EXCERPT:
******************************
Male infertility is a growing problem that affects 30% of infertile human couples due to a decline in sperm counts and rise in testicular and sperm anomalies. The evaluation of male-factor infertility has become more important and informative since new diagnostic techniques and therapeutic options have become available. Poor sperm motility has been considered as one of the major causes of male infertility [1]. It is highly probable that the respiratory dysfunction of mitochondria causes a decline in motility [2]. However, there remains a group of these subfertile men in whom routine semen analysis results are within normal values and who are classified as having unexplained male infertility. The presence of antisperm antibodies, sperm DNA damage, and oxidative stress has been suggested to contribute to unexplained male infertility [3].

In mammalian germ cells, reactive oxygen species (ROS) have been shown to be required for sperm maturation, differentiation, capacitation, acrosomal reaction, zona pellucida binding, and oocyte fusion [4]. Notably, ROS levels in semen are higher in infertile males [5, 6]. Excessive generation of ROS was found to be associated with idiopathic male infertility and sperm apoptosis [7]. In addition to the conventional causes for male infertility, cryptorchidism, infections, obstructive lesions, cystic fibrosis, trauma, and tumors have been identified to be associated with oxidative stress [8, 9]. Oxidative stress is represented as a major cause of male fertility in more than 40% of patients revealing evidences of oxidative attack, resulting in high levels of lipid peroxidation and oxidative DNA damage. Extraordinary levels of deleterious ROS lead to DNA damages and fragmentation, motility impairment, mitochondrial dysfunction, and cell apoptosis in human sperm [1013]. It is important to point out that the oxidative DNA adduct, 8-hydroxy-2-deoxyguanosine (8-OHdG) is highly mutagenic and might elicit de novo mutations during spermatogenesis [14]. More than 9000 genomic lesions in the human sperm genome have been found as highly vulnerable to oxidative attack in human sperm [15]. Oxidative stress-mediated DNA damage may be the etiology for repeated assisted reproductive technology failures [16, 17].
******************************
SOURCE MATERIAL:
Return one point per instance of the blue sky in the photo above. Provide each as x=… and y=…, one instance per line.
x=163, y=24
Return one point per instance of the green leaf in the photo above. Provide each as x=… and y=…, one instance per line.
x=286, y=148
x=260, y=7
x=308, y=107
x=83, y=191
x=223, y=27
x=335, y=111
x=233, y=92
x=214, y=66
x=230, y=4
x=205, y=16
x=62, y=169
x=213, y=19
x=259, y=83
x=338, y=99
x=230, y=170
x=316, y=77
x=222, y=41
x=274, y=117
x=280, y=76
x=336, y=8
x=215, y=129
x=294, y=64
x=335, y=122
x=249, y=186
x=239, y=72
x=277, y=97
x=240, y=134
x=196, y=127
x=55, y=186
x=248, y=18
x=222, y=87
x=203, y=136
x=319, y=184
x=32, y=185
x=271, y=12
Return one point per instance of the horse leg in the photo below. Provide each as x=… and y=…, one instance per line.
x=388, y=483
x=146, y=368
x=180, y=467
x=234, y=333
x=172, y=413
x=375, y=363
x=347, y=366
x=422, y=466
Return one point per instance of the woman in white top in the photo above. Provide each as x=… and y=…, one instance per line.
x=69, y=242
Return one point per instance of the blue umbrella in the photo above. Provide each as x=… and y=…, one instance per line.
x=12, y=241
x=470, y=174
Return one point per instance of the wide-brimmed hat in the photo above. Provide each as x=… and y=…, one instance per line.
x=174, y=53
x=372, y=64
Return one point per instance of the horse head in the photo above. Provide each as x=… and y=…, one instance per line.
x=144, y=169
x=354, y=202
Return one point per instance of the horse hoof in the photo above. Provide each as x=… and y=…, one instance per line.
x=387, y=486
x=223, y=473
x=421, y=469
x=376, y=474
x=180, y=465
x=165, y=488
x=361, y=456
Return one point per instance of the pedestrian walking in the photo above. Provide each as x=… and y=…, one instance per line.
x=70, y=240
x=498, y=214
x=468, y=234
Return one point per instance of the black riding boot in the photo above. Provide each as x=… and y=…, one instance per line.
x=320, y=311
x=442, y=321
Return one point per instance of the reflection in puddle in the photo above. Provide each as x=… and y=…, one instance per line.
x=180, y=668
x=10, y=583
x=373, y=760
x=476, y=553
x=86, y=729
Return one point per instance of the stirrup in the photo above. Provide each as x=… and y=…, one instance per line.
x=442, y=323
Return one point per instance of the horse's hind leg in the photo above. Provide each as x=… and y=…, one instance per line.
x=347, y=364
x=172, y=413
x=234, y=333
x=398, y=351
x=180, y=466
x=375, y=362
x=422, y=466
******************************
TASK GOAL:
Please repeat the passage on male infertility word for word, starting at "Male infertility is" and ending at "male infertility [3].". The entries come from a different source than the passage on male infertility.

RESULT:
Male infertility is a growing problem that affects 30% of infertile human couples due to a decline in sperm counts and rise in testicular and sperm anomalies. The evaluation of male-factor infertility has become more important and informative since new diagnostic techniques and therapeutic options have become available. Poor sperm motility has been considered as one of the major causes of male infertility [1]. It is highly probable that the respiratory dysfunction of mitochondria causes a decline in motility [2]. However, there remains a group of these subfertile men in whom routine semen analysis results are within normal values and who are classified as having unexplained male infertility. The presence of antisperm antibodies, sperm DNA damage, and oxidative stress has been suggested to contribute to unexplained male infertility [3].